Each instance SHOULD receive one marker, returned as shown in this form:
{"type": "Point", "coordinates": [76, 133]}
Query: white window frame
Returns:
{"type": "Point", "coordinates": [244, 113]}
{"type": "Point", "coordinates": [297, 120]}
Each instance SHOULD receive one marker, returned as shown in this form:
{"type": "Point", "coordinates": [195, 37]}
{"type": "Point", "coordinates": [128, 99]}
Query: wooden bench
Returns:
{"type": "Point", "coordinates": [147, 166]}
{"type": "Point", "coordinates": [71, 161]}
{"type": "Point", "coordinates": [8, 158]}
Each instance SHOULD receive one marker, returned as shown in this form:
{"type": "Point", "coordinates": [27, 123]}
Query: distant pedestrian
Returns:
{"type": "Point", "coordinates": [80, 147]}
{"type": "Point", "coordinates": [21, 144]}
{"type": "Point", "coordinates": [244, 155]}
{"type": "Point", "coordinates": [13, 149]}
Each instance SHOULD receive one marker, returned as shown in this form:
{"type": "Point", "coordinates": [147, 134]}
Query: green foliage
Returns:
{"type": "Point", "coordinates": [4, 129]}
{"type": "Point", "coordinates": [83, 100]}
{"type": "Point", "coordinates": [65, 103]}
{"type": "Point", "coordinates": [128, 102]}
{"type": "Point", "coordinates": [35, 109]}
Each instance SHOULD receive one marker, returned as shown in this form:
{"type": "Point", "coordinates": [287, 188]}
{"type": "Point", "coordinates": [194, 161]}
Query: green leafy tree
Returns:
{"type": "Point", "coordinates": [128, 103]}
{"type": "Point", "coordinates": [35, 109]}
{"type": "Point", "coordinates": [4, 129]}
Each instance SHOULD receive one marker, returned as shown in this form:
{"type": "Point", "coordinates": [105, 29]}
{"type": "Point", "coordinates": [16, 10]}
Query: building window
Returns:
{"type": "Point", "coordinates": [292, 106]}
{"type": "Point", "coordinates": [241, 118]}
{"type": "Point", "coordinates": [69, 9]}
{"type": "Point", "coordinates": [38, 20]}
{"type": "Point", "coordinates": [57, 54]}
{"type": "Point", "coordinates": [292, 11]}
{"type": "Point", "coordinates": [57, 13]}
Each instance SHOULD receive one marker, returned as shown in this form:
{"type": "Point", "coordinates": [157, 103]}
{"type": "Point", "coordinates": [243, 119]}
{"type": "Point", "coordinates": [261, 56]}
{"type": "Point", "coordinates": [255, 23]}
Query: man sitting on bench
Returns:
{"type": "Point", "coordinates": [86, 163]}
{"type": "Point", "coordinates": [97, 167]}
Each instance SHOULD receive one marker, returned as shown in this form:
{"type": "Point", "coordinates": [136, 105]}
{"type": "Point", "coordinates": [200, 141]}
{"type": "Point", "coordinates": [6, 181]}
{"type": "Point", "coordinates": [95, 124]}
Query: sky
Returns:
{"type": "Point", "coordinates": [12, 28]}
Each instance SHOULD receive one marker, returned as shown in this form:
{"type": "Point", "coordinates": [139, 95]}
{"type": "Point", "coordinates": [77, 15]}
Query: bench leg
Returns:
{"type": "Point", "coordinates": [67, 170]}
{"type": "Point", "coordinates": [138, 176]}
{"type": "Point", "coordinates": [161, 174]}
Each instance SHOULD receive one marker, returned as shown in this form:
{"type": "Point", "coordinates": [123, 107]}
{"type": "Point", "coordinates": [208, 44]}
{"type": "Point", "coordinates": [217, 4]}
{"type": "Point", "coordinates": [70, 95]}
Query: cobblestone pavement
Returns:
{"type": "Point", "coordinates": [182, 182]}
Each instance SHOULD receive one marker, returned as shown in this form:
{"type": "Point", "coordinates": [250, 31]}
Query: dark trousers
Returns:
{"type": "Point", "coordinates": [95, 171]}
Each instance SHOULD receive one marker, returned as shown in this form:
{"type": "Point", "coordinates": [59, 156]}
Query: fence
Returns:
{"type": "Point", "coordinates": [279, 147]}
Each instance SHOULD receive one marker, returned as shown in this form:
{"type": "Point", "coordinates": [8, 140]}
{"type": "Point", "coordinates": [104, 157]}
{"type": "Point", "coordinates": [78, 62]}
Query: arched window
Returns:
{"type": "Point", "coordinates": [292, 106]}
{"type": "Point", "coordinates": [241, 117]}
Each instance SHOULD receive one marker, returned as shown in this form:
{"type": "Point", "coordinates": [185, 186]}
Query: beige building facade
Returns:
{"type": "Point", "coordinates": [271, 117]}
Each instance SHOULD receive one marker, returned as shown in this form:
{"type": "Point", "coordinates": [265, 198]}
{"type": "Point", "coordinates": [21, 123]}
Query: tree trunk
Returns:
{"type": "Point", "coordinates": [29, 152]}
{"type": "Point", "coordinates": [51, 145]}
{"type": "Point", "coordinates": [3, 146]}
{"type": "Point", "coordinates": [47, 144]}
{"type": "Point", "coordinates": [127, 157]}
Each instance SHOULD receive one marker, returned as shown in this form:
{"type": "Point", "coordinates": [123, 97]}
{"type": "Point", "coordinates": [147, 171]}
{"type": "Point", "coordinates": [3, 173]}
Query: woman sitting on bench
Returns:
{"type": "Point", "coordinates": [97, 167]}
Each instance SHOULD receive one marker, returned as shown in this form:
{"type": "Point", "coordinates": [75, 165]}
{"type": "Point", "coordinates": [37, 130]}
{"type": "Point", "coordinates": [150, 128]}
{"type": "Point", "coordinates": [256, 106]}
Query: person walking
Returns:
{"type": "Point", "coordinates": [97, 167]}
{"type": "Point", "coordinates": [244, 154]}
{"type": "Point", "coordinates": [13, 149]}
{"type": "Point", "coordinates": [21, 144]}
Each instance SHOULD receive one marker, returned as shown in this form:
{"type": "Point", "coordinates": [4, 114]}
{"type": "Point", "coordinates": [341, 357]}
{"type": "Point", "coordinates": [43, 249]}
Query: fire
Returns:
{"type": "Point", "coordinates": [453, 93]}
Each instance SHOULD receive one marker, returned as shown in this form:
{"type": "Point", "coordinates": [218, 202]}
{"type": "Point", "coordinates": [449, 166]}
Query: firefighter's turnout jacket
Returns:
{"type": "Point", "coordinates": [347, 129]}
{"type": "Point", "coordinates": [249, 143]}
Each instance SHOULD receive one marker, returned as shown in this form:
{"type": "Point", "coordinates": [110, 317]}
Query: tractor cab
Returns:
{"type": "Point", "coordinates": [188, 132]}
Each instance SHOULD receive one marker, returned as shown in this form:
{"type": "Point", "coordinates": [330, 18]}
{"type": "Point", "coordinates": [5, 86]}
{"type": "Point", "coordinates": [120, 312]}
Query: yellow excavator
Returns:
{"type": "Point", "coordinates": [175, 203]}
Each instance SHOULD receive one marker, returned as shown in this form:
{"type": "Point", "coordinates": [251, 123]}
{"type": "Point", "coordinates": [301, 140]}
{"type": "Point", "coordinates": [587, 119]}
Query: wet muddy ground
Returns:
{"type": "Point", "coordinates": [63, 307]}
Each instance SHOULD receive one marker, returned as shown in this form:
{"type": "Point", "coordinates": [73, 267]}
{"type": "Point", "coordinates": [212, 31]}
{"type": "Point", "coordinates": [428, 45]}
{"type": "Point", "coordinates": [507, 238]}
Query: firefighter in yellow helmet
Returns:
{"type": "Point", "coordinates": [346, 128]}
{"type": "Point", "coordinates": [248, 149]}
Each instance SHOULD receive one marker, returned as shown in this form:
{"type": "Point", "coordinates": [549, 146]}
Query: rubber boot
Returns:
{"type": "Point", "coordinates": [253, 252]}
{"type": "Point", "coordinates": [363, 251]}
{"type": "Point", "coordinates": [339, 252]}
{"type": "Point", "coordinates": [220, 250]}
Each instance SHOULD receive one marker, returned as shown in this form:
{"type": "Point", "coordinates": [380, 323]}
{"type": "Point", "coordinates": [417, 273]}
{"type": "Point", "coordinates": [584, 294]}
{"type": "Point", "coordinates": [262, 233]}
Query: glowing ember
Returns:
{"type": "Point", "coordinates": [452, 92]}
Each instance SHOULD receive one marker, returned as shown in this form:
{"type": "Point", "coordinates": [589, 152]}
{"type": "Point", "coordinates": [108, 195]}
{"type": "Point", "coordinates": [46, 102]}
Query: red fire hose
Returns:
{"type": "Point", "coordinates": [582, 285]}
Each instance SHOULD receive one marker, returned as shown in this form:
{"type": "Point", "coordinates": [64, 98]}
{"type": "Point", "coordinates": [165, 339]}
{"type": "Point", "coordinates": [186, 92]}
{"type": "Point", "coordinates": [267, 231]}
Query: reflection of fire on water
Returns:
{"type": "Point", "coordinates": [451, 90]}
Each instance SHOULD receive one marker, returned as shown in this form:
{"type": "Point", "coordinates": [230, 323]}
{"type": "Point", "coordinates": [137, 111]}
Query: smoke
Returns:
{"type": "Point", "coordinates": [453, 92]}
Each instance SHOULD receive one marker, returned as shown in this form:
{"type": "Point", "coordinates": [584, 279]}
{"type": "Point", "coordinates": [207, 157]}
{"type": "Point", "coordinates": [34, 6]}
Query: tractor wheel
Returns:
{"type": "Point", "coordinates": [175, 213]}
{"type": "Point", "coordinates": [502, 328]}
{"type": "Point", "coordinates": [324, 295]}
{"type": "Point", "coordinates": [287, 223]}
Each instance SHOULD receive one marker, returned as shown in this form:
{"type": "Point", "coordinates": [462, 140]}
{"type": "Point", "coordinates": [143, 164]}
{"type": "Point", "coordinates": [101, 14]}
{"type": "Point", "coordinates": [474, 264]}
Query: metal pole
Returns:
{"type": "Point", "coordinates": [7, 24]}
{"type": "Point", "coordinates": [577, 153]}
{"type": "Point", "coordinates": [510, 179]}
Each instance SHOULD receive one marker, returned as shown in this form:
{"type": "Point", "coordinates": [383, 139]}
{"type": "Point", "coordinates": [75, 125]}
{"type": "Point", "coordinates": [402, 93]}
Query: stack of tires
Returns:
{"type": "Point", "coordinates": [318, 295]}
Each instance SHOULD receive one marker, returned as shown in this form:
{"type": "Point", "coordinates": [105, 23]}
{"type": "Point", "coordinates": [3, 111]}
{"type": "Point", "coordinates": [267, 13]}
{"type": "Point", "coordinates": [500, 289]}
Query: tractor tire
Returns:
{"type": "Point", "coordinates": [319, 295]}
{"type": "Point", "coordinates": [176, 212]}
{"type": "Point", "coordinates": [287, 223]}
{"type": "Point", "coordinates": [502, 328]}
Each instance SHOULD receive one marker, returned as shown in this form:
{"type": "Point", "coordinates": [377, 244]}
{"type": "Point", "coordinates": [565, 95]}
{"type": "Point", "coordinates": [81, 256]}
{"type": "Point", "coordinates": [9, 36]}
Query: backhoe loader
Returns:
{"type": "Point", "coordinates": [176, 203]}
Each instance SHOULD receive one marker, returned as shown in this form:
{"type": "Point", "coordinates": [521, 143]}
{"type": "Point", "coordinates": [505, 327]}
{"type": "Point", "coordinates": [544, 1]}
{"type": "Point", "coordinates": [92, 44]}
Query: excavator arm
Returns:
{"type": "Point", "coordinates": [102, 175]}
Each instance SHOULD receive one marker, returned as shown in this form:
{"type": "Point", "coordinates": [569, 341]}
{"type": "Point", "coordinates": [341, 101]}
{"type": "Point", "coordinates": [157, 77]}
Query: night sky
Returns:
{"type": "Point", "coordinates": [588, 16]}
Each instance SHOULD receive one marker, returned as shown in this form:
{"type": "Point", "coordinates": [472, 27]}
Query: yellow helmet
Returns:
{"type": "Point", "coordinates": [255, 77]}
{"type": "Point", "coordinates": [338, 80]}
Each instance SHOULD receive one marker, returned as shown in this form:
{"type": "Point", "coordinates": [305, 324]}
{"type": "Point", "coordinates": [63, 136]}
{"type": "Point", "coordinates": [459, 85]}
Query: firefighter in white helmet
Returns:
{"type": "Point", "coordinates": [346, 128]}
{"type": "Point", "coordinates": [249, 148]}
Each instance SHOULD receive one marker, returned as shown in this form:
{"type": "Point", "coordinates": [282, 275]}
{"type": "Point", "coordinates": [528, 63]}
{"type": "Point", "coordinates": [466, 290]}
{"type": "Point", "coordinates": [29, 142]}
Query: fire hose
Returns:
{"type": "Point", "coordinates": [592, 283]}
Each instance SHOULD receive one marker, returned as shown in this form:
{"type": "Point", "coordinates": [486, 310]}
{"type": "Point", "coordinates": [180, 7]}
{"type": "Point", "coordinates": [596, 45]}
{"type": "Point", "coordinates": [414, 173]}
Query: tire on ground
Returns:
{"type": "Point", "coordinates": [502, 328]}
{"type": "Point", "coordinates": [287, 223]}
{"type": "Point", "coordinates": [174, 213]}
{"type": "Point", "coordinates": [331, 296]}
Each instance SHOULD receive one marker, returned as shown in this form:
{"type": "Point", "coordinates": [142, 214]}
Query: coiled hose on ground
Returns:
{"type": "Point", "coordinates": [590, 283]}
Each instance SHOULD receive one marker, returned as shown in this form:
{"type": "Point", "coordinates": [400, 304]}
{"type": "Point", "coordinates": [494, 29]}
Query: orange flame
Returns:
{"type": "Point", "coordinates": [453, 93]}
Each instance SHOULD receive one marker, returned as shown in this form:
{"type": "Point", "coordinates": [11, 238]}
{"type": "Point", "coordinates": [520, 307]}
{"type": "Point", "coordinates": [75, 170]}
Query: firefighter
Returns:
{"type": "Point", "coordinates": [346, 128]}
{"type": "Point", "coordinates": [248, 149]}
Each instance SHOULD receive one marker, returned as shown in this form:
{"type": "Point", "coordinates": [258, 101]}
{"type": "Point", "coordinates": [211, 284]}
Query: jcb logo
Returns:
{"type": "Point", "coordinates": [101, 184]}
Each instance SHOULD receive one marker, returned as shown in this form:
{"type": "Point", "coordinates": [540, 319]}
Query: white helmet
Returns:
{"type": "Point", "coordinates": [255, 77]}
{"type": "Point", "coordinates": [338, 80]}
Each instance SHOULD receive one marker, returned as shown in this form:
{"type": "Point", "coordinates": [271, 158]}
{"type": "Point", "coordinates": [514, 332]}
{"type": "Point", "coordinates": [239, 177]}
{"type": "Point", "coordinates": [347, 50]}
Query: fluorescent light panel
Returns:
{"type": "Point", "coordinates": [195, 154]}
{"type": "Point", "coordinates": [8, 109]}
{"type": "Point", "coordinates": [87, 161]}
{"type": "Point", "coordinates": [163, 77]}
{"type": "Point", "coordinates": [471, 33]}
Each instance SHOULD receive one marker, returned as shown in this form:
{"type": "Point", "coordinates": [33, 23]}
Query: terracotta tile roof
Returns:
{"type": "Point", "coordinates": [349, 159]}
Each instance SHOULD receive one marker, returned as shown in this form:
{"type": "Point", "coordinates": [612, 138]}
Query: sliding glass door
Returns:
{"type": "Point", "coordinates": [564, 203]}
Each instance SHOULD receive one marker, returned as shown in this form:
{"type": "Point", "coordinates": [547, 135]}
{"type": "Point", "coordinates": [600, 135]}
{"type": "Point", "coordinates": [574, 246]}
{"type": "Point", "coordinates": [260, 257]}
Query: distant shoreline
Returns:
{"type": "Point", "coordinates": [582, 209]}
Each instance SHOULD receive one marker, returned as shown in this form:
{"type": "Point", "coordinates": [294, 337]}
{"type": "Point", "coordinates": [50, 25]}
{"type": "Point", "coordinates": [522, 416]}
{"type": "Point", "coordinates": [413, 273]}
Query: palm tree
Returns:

### [WHAT IS BEING ASKED]
From the items above, select each line that contains the word "firefighter".

### [WRITTEN ANSWER]
Query: firefighter's turnout jacket
Query: firefighter in yellow helmet
Query: firefighter in white helmet
Query: firefighter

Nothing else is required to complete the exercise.